[Collected data entries]
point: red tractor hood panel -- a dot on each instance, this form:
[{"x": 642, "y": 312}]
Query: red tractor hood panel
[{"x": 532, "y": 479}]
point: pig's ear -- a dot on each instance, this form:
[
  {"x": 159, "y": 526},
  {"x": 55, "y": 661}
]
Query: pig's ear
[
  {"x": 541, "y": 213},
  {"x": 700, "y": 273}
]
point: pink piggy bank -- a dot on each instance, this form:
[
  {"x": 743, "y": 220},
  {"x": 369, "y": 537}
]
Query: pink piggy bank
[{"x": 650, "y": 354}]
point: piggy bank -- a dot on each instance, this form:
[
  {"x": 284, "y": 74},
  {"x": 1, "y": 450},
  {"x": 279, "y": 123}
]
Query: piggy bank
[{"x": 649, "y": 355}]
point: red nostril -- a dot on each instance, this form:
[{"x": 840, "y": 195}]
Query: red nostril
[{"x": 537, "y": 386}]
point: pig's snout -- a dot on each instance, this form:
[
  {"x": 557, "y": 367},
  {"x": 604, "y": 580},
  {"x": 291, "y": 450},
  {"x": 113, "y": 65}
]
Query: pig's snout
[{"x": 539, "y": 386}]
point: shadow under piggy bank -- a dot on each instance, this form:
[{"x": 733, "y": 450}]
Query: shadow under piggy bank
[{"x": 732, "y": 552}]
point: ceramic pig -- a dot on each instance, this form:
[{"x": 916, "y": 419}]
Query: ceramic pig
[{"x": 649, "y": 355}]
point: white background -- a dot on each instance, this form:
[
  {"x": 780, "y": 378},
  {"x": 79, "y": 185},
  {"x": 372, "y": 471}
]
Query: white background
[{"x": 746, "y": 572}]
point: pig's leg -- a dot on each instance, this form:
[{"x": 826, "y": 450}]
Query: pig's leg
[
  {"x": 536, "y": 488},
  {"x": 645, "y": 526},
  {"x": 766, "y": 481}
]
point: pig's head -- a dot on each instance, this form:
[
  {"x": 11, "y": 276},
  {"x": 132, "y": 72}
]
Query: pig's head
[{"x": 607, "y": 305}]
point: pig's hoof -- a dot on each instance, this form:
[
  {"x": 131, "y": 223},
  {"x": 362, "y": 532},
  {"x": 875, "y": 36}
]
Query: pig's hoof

▶ **WORK ITEM**
For the word "form", go through the records and show each line that carries it.

▶ **FINISHED TASK**
point: red tractor hood panel -- a dot on each instance, this form:
point: pig's ear -- a dot on each instance, this form:
point: pink piggy bank -- a dot on each instance, this form:
point: piggy bank -- a dot on each instance, this form:
point: red nostril -- a dot on each instance, this form:
point: pig's snout -- a dot on each instance, this form:
point: shadow under piggy bank -- a dot on each instance, this form:
point: ceramic pig -- a dot on each instance, this form:
point: white background -- a dot on each instance, this form:
point: pig's leg -- a dot on each instance, this form:
point: pig's head -- a dot on each instance, this form:
point: pig's hoof -- a dot on each instance, this form:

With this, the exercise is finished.